→ **WORK TO COMPLETE**
Print each entry below precisely as shown.

--- START ---

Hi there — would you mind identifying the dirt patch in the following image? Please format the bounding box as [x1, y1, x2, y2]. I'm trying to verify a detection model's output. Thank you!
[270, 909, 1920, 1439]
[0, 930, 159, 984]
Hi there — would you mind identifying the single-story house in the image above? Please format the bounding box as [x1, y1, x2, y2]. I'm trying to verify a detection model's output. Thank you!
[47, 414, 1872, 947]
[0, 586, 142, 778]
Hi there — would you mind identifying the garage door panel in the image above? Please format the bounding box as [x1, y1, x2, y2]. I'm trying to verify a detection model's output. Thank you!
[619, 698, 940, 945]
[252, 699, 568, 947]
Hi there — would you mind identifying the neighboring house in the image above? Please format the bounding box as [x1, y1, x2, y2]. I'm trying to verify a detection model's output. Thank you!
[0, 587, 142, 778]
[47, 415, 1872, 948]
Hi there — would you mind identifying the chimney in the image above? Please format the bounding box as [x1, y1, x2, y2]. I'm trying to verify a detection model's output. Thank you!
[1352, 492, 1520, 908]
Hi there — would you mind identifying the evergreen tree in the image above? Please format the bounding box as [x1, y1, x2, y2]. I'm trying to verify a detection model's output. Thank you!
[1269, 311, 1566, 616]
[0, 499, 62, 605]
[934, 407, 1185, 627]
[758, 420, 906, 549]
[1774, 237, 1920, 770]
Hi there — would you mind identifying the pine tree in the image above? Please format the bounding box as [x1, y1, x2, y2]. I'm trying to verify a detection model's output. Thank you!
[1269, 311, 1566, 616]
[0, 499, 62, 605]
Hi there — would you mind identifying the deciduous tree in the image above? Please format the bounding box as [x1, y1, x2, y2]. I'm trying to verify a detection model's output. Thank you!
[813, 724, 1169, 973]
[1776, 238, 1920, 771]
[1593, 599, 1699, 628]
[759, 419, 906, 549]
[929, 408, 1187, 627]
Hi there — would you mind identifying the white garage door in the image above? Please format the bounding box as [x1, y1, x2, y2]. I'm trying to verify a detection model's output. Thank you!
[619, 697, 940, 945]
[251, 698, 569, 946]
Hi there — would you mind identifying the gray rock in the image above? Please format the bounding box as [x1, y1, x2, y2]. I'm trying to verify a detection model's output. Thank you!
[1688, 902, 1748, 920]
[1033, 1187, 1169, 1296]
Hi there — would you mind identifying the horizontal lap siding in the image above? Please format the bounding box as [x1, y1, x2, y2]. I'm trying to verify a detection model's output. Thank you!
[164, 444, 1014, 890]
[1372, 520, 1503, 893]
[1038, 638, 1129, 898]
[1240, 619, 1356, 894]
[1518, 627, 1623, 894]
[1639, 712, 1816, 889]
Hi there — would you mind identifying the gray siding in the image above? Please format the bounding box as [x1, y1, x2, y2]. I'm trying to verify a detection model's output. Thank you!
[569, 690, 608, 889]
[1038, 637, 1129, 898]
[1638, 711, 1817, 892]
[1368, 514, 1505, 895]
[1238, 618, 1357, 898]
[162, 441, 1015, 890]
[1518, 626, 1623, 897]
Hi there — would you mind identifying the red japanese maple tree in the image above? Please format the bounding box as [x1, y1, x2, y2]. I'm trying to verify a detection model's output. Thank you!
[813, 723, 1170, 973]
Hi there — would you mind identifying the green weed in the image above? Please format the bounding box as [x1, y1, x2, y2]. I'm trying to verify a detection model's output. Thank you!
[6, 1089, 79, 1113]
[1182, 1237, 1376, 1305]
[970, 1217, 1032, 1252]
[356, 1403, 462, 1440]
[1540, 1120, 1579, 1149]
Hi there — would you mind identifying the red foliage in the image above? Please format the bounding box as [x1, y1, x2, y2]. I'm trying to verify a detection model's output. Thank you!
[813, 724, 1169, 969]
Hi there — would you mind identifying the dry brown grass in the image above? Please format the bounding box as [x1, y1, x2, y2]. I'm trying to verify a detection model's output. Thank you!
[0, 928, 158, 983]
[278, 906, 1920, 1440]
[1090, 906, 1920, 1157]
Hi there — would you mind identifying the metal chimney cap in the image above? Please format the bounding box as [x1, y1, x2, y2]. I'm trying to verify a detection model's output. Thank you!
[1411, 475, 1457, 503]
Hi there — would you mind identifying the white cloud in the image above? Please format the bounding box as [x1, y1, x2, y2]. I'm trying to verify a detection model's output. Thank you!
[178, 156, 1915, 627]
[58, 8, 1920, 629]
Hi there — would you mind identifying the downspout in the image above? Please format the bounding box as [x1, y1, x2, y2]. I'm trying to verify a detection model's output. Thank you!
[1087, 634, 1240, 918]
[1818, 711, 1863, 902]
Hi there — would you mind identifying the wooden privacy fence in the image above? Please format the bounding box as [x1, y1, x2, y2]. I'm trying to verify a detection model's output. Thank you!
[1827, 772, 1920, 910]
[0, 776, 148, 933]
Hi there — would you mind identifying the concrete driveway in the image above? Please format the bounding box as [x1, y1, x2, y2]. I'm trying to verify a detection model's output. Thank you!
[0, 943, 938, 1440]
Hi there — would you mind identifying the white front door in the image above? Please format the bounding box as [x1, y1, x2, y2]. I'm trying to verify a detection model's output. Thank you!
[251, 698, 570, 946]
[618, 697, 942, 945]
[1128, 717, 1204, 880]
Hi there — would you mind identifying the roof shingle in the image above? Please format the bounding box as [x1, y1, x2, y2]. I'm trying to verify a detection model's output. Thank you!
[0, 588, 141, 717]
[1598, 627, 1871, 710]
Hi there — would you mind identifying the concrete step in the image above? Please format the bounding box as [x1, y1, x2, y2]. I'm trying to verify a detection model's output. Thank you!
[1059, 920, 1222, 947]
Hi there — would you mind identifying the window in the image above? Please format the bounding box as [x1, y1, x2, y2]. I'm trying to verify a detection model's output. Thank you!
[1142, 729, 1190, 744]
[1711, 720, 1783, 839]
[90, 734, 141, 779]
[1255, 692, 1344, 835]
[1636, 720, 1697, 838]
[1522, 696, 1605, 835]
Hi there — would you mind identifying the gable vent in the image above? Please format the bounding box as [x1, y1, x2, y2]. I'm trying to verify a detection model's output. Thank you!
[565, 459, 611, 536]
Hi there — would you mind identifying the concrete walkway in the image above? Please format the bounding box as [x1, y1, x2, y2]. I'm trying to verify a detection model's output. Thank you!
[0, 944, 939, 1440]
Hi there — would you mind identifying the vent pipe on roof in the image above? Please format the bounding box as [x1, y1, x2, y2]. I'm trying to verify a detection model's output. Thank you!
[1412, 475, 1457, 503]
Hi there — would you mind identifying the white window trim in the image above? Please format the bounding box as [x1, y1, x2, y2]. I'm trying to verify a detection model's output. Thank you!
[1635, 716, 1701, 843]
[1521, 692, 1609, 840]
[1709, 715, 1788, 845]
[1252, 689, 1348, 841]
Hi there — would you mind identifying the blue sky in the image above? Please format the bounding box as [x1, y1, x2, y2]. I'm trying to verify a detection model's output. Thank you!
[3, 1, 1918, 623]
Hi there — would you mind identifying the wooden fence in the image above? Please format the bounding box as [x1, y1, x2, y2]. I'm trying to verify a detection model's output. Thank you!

--- END ---

→ **RESULT OF THIS EXERCISE**
Hi there — would you mind identifying the dirt patch in the following image? Please format the bounding box as [x1, y1, x2, y2]. I'm trying to verify a detection model's output. Thank you!
[270, 909, 1920, 1439]
[0, 930, 159, 984]
Hi there — would you mind identifying the single-story house in the image above? Please format the bounding box as [x1, y1, x2, y2]. I'm trying to verify a detection model's output. Thank you!
[47, 414, 1872, 947]
[0, 586, 142, 778]
Hi there — would you mind identifying the garage door panel in the image above? Please format the bounding box as [x1, y1, x2, y2]. I'm trying to verify a detection model's output. Thank you!
[619, 698, 940, 945]
[252, 699, 568, 947]
Hi there — would you mind identifying the neighboring house in the image above? Please format the bounding box as [x1, y1, x2, y2]. I'm trying to verify a detection model's output. Thank you!
[0, 587, 142, 778]
[47, 415, 1872, 948]
Hi there — would you mind identifying the chimney in the image above? Please format the bounding box as [x1, y1, x2, y2]. I'm trying to verify a detection model's output. Thank you!
[1352, 492, 1520, 908]
Hi there — would you mind identifying the evergreen tree in the image above? Please format the bounding box as [x1, y1, x2, y2]. I'm trying to verify a detection model's output. Thank you!
[1269, 311, 1566, 616]
[0, 499, 62, 605]
[934, 407, 1185, 627]
[758, 420, 906, 549]
[1774, 237, 1920, 770]
Hi there — would you mind identifying the pine tree in the image above? Please format the bounding box as [x1, y1, x2, y2]. I'm trying to verify a detection model's output. Thank you!
[1269, 311, 1566, 616]
[0, 499, 62, 605]
Hi there — would you mind identifying the deciduous tree in the image above? Please format the bounding box as [x1, y1, x2, y2]. I'm trying to verify a detection model's output. Thank you!
[813, 724, 1169, 973]
[1776, 238, 1920, 771]
[1593, 599, 1699, 628]
[759, 419, 906, 549]
[929, 408, 1187, 627]
Hi there — would you mind identifying the white garage door in the image above? Please format the bounding box as [x1, y1, x2, y2]. I'm trying to verify a detection model's output. Thank you!
[619, 697, 940, 945]
[251, 698, 569, 946]
Hi there — would you mind identifying the gray rock in the image above? Please format the bounding box as [x1, y1, x2, y2]. I'm trying to verify a detection model's output. Thank you!
[1688, 902, 1748, 920]
[1033, 1187, 1169, 1296]
Hi there — would you mind identifying the horizontal lap siding in the image above? Please format the bounding box as [x1, y1, x2, y2]. I'm trying to verify a detection model's output. Thank you!
[164, 444, 1014, 890]
[1372, 520, 1503, 893]
[1038, 638, 1129, 898]
[1240, 619, 1356, 894]
[1518, 627, 1623, 894]
[1639, 712, 1816, 889]
Hi there — would you mind identifying the gray siding in the image above? Please format the bounding box as [x1, y1, x2, y2]. I'm trying to verify a detection model's output. Thank you!
[569, 690, 608, 889]
[1038, 637, 1129, 898]
[1638, 711, 1817, 892]
[1368, 514, 1505, 895]
[1238, 618, 1357, 898]
[162, 441, 1015, 890]
[1518, 626, 1623, 897]
Hi there — would you mind identifying the red japanese maple tree in the image above? Please format the bounding box as [x1, y1, x2, y2]. I'm trying to verify a detection model's output. Thank you!
[813, 723, 1170, 973]
Hi there — would you mind identifying the green weed in the image above? Please format the bounding box as [x1, y1, x2, y2]. I'm trying to verify a detection model's output. Thank you!
[6, 1089, 79, 1113]
[1182, 1237, 1376, 1305]
[970, 1217, 1032, 1252]
[356, 1403, 462, 1440]
[1540, 1120, 1579, 1149]
Hi there — would you mind identifying the red foliage in the image above? Please format the bounding box as [x1, y1, x2, y2]. I'm trying to verify a detection model's output. Thank you!
[813, 724, 1169, 969]
Hi there — would you mind identifying the dry brown grass in the image above? Please format the bounding box as [x1, y1, x2, y2]. I'm trying to verify a detection model's output. Thank you!
[0, 928, 158, 983]
[278, 906, 1920, 1440]
[1090, 906, 1920, 1157]
Hi there — would you mind identifying the metal chimney cap in the image above? Please format the bounding box as [x1, y1, x2, y2]. I'm trying to verify a detection model's output. Thank you!
[1411, 475, 1457, 503]
Hi there — would you mind identifying the white cloud in the image above? Please format the bounding box as [x1, y1, x2, y2]. I'm trying to verify a detection model's output. Thank you!
[178, 156, 1915, 627]
[58, 8, 1920, 629]
Hi there — would you mind identifying the downspout in the image above? Please format the bounding box as [x1, y1, x2, y2]. I'm trying to verify a detection model's output. Thank you!
[1087, 634, 1240, 918]
[1818, 711, 1863, 902]
Hi there — would you mind identifying the wooden privacy fence in the image above? Please format the bounding box as [x1, y1, x2, y2]. I'm trying to verify a detection model's output. Thank you!
[1827, 772, 1920, 910]
[0, 776, 148, 933]
Hi there — would you mind identifying the concrete driveway in the image above? Please format the bounding box as [x1, y1, x2, y2]. I'm trying to verify a detection model's output. Thank you!
[0, 943, 938, 1440]
Hi there — would you mind identifying the white front door in the image above? Please format the bounding box as [x1, y1, x2, y2]. I'm trying to verify a detection model's output. Thank you!
[251, 698, 570, 946]
[618, 697, 942, 945]
[1128, 717, 1204, 880]
Hi there — would you mind identifying the roof shingle in the image above? Please format the bounding box as [x1, y1, x2, y2]. I'm trying to verify a detection model's output. Thank you!
[0, 588, 141, 717]
[1598, 627, 1871, 710]
Hi there — would you mind identifying the concrete step in the image above? Please format the bounding box as [x1, y1, x2, y2]. I'm trying to verify a detection model's output. Thank you!
[1059, 920, 1222, 947]
Hi there — would you mind identifying the window in the image above? Please format the bounding box as [x1, y1, x2, y2]. I'm trying to verify a detection model's output. Thank you!
[1142, 729, 1190, 744]
[1711, 720, 1783, 839]
[90, 734, 141, 779]
[1255, 692, 1344, 835]
[1636, 720, 1697, 838]
[1522, 696, 1605, 835]
Hi there — would you mind identifying the gable vent in the image above? Please format the bounding box as [x1, y1, x2, y2]. I'm trying to verify a detection model's output. Thank you!
[565, 459, 611, 536]
Hi there — would you mind identifying the concrete walkway in the image above? Please format the bounding box as [x1, y1, x2, y2]. I'm trying to verify a detection model's output. Thank you!
[0, 944, 939, 1440]
Hi there — would you mind identifying the vent pipe on roof in the image above? Please format the bounding box as [x1, y1, x2, y2]. I'm trying to verify a detection model's output. Thank you!
[1412, 475, 1457, 503]
Hi there — would you mind identifying the white window trim in the image above? Please format the bounding box as [x1, y1, x2, y2]. I'm trying to verify a detection model's output. Thank you!
[1635, 716, 1701, 843]
[1521, 692, 1609, 840]
[1709, 715, 1788, 845]
[1252, 689, 1348, 841]
Hi there — would you mind identifying the blue sky in the image above? Please format the bounding box as [x1, y1, x2, y2]. I'm trying to verify a detection model's output. Thank you!
[3, 1, 1918, 623]
Hi there — would you mind identifying the wooden fence in the image above? Please format the bounding box as [x1, y1, x2, y2]. I'm trying to verify a detection model's output. Thank you!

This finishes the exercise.